O coordenador de marketing, Eder Gonçalves, de 34 anos, morador em Hortolândia, relata que continua com o mesmo receio de um ano atrás. “Continuo bastante receoso porque para a minha faixa etária não existe nada a ser feito a não ser tomar cuidados. Também estou muito receoso porque estamos vendo hoje um dos piores momentos desde o início da pandemia, principalmente, pela falta de hospitais, esse caos no sistema de saúde. Tanto no sistema particular quanto no (Sistema Único de Saúde) não há garantias de que haja tratamento caso eu seja infectado e necessite de um tratamento mais é intensivo”, explica.
Por conta desse medo é que ele continua com os cuidados primários. “Eu continuo tomando todos os cuidados que eu tinha desde o começo, entre eles, ter o mínimo de contato com outras pessoas, sair de casa para fazer somente o necessário. Só para ir em supermercados e visitar meus pais. Quando eu chego do supermercado eu faço toda a higienização dos produtos, obviamente utilizando máscara na rua, também higienizo o meu sapato, passo álcool, então eu venho mantendo esses cuidados desde lá”, explica.
O coordenador de marketing relata que fica vários dias sem sair do apartamento. Por conta da falta de contato com os amigos e incerteza com relação ao futuro, ele procurou ajuda especializada.
“Essa falta de certeza, todas as restrições ao que a gente estava acostumado de uma hora para outra, me deixou muito abalado emocionalmente porque o contato físico é muito importante para nós que somos seres sociais. Tudo o que vem acontecendo gera pânico, medo e desestabiliza. O acompanhamento psicológico virtual tem me ajudado a lidar com isso tudo”, diz.
A pesquisa de monitoramento sobre o comportamento na pandemia também abordou a opinião da população sobre o fechamento das atividades e comércio nas últimas e próximas semanas. Atividades como escolas (43,9%), bares (39,2%), academias (49,4%), shoppings (32,3%) e parques e praias (63,7%) deveriam fechar completamente por mais uma semana. A abertura dos supermercados (48,8%) é a única atividade que, segundo a população, deveria funcionar normalmente. O brasileiro considera diferente o consumo na mesa entre bares e restaurantes, já que, para alimentação, 41,6% acreditam que é um serviço que deve continuar funcionando, mas apenas por delivery e internet. Já os serviços gerais (40,8%), como cabeleireiro e lavanderia, ao lado de fábricas e indústrias (43,9%), deveriam funcionar em horário reduzido.

=== Tarefa a realizar ===
No texto sobre a pandemia, quais atividades deveriam fechar completamente por mais uma semana, segundo a pesquisa? Liste todas. Os registros não entram nesta atividade.

=== Informações registradas ===

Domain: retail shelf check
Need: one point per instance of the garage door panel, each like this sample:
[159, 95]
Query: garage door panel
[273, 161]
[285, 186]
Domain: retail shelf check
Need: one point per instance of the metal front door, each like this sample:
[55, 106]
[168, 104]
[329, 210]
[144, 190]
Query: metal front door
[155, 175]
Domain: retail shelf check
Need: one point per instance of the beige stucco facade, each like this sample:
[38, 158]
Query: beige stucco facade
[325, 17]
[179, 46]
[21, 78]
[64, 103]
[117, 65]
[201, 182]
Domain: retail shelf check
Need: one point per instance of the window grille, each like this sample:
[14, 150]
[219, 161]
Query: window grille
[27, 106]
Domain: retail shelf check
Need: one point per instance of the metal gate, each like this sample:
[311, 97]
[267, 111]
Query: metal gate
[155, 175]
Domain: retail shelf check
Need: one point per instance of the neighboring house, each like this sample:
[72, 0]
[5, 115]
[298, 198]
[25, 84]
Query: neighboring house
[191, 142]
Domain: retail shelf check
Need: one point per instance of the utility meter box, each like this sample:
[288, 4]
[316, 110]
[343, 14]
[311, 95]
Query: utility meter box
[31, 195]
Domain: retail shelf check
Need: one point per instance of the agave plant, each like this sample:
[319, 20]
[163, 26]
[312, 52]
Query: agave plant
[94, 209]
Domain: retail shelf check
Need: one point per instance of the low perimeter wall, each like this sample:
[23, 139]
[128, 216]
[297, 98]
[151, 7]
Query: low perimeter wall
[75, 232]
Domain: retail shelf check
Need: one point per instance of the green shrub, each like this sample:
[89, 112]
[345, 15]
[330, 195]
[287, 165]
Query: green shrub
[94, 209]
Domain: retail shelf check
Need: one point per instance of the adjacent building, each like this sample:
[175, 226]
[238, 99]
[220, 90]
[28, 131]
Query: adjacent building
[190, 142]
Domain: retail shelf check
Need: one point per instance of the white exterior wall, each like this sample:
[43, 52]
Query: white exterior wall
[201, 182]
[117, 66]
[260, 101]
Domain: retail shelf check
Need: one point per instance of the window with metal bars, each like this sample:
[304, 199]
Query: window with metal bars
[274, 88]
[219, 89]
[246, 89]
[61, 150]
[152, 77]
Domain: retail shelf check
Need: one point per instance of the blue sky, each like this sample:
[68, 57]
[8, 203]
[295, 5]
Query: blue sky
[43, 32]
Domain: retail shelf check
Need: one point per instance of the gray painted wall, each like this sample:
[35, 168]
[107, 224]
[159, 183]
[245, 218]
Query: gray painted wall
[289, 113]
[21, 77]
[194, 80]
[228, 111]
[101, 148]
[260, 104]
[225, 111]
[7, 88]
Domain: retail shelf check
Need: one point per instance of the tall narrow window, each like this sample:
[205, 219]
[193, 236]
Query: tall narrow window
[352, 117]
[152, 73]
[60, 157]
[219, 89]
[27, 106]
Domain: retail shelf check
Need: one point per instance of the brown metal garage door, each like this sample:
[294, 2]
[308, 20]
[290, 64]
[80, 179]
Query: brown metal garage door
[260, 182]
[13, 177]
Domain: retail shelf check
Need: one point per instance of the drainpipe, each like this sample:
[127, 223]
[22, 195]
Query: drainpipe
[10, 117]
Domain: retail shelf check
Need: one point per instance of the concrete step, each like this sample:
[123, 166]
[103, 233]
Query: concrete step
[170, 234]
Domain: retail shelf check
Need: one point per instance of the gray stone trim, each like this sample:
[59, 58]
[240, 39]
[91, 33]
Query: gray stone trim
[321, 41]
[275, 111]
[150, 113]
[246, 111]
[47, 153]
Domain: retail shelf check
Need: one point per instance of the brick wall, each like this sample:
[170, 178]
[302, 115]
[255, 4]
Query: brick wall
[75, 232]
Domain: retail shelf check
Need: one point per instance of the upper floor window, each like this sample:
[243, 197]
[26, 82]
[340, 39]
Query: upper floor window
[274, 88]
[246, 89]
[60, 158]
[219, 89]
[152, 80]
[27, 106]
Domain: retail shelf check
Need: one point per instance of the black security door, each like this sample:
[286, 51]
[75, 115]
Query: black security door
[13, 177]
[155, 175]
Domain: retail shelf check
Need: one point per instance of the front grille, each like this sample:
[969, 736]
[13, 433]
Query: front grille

=== Resposta do exercício ===
Escolas; bares; academias; shoppings; parques e praias.